**TEXT UNDER STUDY**
Sometimes you’re not in the mood to come up with a catchy title, y’know?
Backstory: I know virtually nothing about either side of my family. My parents are incredibly vague—my mother is Italian and a tad Irish, and my father insists that we’re English, as though a person could be purely one thing (what is he, a Slytherin?). But I’ve heard smatterings on both sides of, “Oh, so-and-so relative was French-Canadian,” or “So-and-so spoke fluent German,” and I have wild, thick, curly, frizzy hair that doesn’t seem characteristic of any of the above. I’ve met 6/8 of my great grandparents (they have all since passed away), but none of them ever mentioned a thing about their ancestors.
My paternal grandmother showed me her Ancestry.com DNA results last year, and ordered me my own kit for Christmas. I just got back the results, and putting together a family tree has been a total blast!

**REQUIRED ACTIONS**
- A) For each statement, say whether it agrees with the ancestry post (yes or no), and quote the exact words from the post that decide it.
(i) The writer has met six of eight great grandparents.
(ii) The writer's mother is described as Italian and a tad Irish.
(iii) The writer's maternal grandmother ordered the writer a kit for Christmas.
- B) Quote the ancestry post word for word, everything from "Backstory: I know" down to "about their ancestors.".
- C) In the ancestry post, who ordered the writer a kit for Christmas?
The entries that come next play no part in this work.

**DATA FOR ANALYSIS**
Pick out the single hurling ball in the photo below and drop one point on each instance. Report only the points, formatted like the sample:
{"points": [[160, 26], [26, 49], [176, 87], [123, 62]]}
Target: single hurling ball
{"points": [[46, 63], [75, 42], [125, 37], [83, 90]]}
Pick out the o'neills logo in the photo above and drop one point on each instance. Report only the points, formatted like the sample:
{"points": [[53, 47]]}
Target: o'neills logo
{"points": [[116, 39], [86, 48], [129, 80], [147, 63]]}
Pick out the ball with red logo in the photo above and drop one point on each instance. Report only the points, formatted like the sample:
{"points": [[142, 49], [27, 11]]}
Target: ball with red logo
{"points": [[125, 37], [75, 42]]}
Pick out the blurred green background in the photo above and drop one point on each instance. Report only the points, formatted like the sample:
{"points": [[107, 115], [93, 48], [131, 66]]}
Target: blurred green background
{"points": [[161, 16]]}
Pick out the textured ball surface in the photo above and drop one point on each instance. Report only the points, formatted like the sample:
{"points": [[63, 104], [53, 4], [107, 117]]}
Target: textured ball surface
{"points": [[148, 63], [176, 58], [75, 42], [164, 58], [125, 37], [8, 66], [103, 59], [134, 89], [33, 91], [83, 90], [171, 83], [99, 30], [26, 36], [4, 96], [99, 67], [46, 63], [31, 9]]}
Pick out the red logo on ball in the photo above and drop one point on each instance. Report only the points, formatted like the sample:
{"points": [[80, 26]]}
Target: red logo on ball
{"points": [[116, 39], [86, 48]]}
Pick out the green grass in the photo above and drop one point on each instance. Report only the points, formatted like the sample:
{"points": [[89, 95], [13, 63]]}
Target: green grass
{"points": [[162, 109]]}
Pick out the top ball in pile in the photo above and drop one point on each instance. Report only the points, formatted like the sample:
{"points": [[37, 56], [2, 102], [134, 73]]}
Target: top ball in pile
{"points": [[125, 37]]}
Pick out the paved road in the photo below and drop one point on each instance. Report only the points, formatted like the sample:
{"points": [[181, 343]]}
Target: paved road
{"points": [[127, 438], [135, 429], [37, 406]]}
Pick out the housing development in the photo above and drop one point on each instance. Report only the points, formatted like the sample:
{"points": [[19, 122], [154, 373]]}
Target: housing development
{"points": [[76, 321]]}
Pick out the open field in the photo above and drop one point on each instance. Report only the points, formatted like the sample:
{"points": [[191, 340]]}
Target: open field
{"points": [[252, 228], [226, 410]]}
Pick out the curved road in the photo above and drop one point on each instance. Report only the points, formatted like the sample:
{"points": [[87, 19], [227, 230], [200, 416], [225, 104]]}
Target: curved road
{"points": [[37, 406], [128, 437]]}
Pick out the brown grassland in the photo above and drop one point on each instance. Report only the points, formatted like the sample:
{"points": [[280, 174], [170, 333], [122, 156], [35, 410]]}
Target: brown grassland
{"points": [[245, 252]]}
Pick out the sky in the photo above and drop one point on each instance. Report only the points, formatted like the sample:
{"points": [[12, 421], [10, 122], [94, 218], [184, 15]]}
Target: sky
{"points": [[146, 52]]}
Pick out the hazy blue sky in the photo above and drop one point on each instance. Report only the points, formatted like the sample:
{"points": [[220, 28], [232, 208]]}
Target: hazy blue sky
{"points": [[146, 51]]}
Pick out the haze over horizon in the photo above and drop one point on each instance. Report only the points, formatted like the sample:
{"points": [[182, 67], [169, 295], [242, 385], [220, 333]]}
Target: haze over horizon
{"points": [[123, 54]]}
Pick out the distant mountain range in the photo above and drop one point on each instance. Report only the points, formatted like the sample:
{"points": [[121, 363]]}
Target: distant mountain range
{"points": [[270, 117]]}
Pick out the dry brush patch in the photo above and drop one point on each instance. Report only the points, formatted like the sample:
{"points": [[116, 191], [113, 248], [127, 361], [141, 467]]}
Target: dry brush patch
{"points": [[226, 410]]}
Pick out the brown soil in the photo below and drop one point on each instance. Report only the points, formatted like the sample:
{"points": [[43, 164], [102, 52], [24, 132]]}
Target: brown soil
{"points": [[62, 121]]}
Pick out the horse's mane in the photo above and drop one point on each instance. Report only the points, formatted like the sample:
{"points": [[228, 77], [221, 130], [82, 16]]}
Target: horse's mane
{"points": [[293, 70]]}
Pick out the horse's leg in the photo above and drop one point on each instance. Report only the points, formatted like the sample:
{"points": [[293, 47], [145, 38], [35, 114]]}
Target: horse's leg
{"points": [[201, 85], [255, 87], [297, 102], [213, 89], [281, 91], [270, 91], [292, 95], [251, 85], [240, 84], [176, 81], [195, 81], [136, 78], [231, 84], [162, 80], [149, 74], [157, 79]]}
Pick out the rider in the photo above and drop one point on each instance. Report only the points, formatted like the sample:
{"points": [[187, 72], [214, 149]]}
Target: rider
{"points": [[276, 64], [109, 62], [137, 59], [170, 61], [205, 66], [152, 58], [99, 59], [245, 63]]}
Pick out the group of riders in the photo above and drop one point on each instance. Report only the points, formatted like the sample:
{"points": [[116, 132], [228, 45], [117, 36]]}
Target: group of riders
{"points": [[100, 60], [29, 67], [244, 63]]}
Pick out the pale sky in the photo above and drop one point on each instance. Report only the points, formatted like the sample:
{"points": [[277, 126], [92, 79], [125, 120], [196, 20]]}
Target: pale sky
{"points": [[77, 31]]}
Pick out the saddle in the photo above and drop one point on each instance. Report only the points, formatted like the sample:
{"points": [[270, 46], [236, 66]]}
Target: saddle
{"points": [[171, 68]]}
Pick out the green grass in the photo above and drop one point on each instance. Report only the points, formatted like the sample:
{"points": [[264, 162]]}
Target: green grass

**EXPECTED RESPONSES**
- A)
(i) Yes: "I’ve met 6/8 of my great grandparents"
(ii) Yes: "my mother is Italian and a tad Irish"
(iii) No: "My paternal grandmother showed me her Ancestry.com DNA results last year, and ordered me my own kit for Christmas."

- B)
Backstory: I know virtually nothing about either side of my family. My parents are incredibly vague—my mother is Italian and a tad Irish, and my father insists that we’re English, as though a person could be purely one thing (what is he, a Slytherin?). But I’ve heard smatterings on both sides of, “Oh, so-and-so relative was French-Canadian,” or “So-and-so spoke fluent German,” and I have wild, thick, curly, frizzy hair that doesn’t seem characteristic of any of the above. I’ve met 6/8 of my great grandparents (they have all since passed away), but none of them ever mentioned a thing about their ancestors.

- C) The writer's paternal grandmother.